▶ Selected passage:
((
I agree with the comment regarding my perspective and viewpoint, so I will take this into account and look into ways of increasing my skills in this area.


Demonstration of technical and Visual Skills, Demonstration of Creativity

I assume that some of your images on the blog are from your sketchbook? If so, it’s good to see you trying exercises a few times because you will only improve. However, use your sketchbook as a space to play, investigate what media can do but for you and more importantly practice the fundamentals of the technicalities. Keep these practices simple, by doing outlines, observing the simple shapes and forms and working out perspectives from different angles.

Some of the images are from my sketchbook, yes, but as I stated in my blog, I do not think I have used this well enough during this part of the course.  As I said earlier, I have now invested in a hardback sketchbook of A5 size and shall carry it with me everywhere, drawing anything and everything which catches my eye – whether relevant to the current part of my course or not – and work on improving my measuring and perspectives.  I am also going to go back and have a play with the various mediums, but with no apparent piece in mind – this way I cannot be tempted to ‘prettify’ and finalise the experiments beyond being just that – an experiment.


Context, reflective thinking, critical thinking, analysis

You clearly enjoy reading about artists and your analysis of Redon’s work and the comparative study is analysed well. Do look at the artists I have suggested to help your current work to improve. Also, go to exhibitions, watch documentaries, read behind other artists work independently. The more you look and read, the more you can allow yourself to move on and build up your contextual understanding. Keep referring to the assessment criteria to self-assess. This is good practice.
))
▶ Information shown:
((
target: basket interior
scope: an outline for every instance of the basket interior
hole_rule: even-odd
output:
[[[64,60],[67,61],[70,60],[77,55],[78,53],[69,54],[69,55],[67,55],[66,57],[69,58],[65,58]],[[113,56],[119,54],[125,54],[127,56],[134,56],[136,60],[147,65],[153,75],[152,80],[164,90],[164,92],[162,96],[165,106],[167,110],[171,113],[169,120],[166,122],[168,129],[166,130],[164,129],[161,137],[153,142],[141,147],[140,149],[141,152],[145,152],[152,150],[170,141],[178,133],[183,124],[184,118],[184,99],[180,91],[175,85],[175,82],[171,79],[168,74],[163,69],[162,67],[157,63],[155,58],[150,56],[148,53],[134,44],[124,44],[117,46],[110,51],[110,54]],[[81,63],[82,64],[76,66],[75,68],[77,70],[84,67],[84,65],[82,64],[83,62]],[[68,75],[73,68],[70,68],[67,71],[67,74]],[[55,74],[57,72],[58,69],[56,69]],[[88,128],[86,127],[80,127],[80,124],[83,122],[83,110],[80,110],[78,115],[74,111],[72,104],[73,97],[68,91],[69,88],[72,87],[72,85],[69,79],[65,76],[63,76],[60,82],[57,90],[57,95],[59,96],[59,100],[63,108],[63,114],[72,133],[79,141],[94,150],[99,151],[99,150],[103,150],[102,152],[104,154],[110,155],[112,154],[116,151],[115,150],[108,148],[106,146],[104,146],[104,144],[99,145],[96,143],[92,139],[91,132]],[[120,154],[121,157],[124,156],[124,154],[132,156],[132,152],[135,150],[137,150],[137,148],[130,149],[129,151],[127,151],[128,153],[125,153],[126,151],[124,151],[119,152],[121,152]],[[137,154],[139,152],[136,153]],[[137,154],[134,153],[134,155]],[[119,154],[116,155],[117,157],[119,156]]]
))
▶ Questions on the material:
[a] Answer these questions using the course feedback.
(i) What size is the new hardback sketchbook?
(ii) Whose work is said to have been analyzed well?
(iii) What three things are suggested for keeping sketchbook practice simple?
[b] In the last paragraph of the course feedback, list every activity that follows the word "Also,".
[c] Write down the passage of the course feedback from "I agree with" up to and including "from different angles.".

▶ Exercise solutions:
[a]
(i) A5.
(ii) Redon's.
(iii) Doing outlines, observing the simple shapes and forms, and working out perspectives from different angles.

[b] Go to exhibitions; watch documentaries; read behind other artists' work independently.

[c]
I agree with the comment regarding my perspective and viewpoint, so I will take this into account and look into ways of increasing my skills in this area.


Demonstration of technical and Visual Skills, Demonstration of Creativity

I assume that some of your images on the blog are from your sketchbook? If so, it’s good to see you trying exercises a few times because you will only improve. However, use your sketchbook as a space to play, investigate what media can do but for you and more importantly practice the fundamentals of the technicalities. Keep these practices simple, by doing outlines, observing the simple shapes and forms and working out perspectives from different angles.